Job:
Which lines in the listing below contain the word "side"? Find each one and copy it out in full.

________

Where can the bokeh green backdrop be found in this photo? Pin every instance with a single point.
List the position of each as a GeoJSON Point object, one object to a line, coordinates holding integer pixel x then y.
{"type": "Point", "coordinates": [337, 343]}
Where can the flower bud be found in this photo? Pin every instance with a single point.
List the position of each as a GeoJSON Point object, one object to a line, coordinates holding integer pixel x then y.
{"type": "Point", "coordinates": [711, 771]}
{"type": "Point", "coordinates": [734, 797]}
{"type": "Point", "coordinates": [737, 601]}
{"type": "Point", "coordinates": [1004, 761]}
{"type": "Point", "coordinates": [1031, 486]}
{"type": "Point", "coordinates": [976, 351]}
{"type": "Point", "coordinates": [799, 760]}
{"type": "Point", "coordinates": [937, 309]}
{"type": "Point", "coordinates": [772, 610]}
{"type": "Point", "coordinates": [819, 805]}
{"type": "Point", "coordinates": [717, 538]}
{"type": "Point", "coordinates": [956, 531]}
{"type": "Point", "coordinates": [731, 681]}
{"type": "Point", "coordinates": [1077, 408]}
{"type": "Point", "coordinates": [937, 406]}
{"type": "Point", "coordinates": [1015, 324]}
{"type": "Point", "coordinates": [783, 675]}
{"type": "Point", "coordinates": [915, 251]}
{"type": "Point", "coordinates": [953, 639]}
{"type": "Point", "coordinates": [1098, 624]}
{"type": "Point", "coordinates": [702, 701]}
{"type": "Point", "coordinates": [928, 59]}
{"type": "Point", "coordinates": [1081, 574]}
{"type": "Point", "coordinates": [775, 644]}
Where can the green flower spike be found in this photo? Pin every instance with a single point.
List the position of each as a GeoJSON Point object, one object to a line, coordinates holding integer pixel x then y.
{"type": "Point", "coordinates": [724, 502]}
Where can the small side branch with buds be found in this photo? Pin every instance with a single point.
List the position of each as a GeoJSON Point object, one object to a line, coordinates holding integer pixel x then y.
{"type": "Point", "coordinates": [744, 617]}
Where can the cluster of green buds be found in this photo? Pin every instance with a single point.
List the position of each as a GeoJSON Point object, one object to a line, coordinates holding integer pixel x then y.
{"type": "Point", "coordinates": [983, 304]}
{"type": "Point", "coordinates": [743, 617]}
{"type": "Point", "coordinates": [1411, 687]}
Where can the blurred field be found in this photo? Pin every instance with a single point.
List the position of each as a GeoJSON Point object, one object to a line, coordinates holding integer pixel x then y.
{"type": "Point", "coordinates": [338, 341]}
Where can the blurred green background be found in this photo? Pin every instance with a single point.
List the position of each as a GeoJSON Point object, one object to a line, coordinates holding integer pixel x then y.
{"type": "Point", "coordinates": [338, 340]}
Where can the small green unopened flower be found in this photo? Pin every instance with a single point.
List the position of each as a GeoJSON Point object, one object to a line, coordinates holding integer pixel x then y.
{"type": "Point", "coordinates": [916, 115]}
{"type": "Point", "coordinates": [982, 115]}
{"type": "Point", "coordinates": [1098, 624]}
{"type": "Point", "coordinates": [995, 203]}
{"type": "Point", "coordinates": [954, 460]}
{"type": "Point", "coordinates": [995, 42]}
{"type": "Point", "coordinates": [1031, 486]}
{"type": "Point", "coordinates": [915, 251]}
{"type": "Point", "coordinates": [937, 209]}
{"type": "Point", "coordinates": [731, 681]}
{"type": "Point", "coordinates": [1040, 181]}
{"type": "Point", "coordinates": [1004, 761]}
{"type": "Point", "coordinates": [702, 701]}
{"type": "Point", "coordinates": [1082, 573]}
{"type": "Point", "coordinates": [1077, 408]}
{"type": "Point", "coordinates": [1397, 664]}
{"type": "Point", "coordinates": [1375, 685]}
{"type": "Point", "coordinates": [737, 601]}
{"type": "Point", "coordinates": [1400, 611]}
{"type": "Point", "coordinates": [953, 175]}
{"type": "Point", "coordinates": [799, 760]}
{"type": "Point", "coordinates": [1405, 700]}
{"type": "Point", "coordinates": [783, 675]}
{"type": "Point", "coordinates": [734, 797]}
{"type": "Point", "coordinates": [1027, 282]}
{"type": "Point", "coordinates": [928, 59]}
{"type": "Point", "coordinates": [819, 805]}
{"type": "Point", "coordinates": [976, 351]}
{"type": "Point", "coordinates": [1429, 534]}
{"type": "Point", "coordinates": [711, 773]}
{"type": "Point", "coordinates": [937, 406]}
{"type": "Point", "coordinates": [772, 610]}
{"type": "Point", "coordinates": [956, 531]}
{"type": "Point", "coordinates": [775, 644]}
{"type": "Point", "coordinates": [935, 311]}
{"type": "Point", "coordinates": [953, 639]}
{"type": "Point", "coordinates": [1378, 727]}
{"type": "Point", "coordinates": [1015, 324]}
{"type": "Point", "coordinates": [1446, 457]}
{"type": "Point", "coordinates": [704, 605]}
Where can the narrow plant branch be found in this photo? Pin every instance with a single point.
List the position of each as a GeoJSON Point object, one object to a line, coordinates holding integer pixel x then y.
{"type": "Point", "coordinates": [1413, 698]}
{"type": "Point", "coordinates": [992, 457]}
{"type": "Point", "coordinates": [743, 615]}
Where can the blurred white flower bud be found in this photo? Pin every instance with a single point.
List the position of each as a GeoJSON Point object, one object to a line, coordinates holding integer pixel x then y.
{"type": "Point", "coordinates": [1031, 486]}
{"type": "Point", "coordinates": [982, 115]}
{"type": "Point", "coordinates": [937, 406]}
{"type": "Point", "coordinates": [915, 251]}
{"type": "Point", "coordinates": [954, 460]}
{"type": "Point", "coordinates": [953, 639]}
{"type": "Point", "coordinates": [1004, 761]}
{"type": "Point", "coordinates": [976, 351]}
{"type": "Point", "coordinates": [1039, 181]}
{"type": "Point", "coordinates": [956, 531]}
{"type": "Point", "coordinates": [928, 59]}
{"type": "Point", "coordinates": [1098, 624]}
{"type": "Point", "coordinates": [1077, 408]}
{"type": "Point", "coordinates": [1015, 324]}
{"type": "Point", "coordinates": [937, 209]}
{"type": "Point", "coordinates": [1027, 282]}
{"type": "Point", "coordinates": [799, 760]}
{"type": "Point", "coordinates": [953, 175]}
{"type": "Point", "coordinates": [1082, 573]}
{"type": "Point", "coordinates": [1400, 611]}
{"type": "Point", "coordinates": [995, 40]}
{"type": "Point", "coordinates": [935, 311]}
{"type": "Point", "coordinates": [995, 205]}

________

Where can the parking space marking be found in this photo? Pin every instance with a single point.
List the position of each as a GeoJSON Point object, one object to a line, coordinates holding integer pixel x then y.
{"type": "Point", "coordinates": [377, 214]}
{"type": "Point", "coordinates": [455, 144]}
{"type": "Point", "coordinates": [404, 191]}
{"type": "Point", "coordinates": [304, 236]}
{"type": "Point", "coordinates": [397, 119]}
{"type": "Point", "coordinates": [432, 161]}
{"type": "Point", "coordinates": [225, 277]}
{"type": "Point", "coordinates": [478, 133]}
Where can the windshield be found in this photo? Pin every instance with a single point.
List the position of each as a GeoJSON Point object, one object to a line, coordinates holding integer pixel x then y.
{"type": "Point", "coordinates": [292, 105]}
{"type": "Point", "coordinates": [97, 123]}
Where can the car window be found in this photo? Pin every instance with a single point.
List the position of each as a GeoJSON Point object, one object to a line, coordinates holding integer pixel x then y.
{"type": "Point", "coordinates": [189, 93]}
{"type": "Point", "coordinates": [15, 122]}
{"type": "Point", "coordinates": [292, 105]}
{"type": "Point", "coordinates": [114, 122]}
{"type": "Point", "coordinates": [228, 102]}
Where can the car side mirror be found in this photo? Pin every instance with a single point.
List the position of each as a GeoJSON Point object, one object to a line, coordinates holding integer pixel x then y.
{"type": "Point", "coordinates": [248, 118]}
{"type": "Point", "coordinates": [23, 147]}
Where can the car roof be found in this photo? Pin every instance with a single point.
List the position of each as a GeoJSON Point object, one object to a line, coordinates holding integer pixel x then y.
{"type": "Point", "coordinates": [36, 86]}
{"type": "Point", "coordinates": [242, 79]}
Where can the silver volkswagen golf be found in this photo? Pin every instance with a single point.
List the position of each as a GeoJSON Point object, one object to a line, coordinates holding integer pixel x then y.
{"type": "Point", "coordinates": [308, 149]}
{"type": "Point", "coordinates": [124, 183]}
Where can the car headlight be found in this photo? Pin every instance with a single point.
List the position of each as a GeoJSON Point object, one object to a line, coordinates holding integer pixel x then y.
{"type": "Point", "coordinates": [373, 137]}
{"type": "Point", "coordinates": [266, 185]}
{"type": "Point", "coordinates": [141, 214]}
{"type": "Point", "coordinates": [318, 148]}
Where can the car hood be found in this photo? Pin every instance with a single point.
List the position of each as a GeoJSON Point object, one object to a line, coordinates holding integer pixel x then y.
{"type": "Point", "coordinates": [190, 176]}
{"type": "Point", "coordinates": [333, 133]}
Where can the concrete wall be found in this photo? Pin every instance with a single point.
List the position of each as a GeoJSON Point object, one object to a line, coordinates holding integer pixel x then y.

________

Answer in full:
Where can the small side branch with buds be found in this photo? Pin every instance with a single point.
Where can the car side mirror be found in this photo? Pin every instance with a single point.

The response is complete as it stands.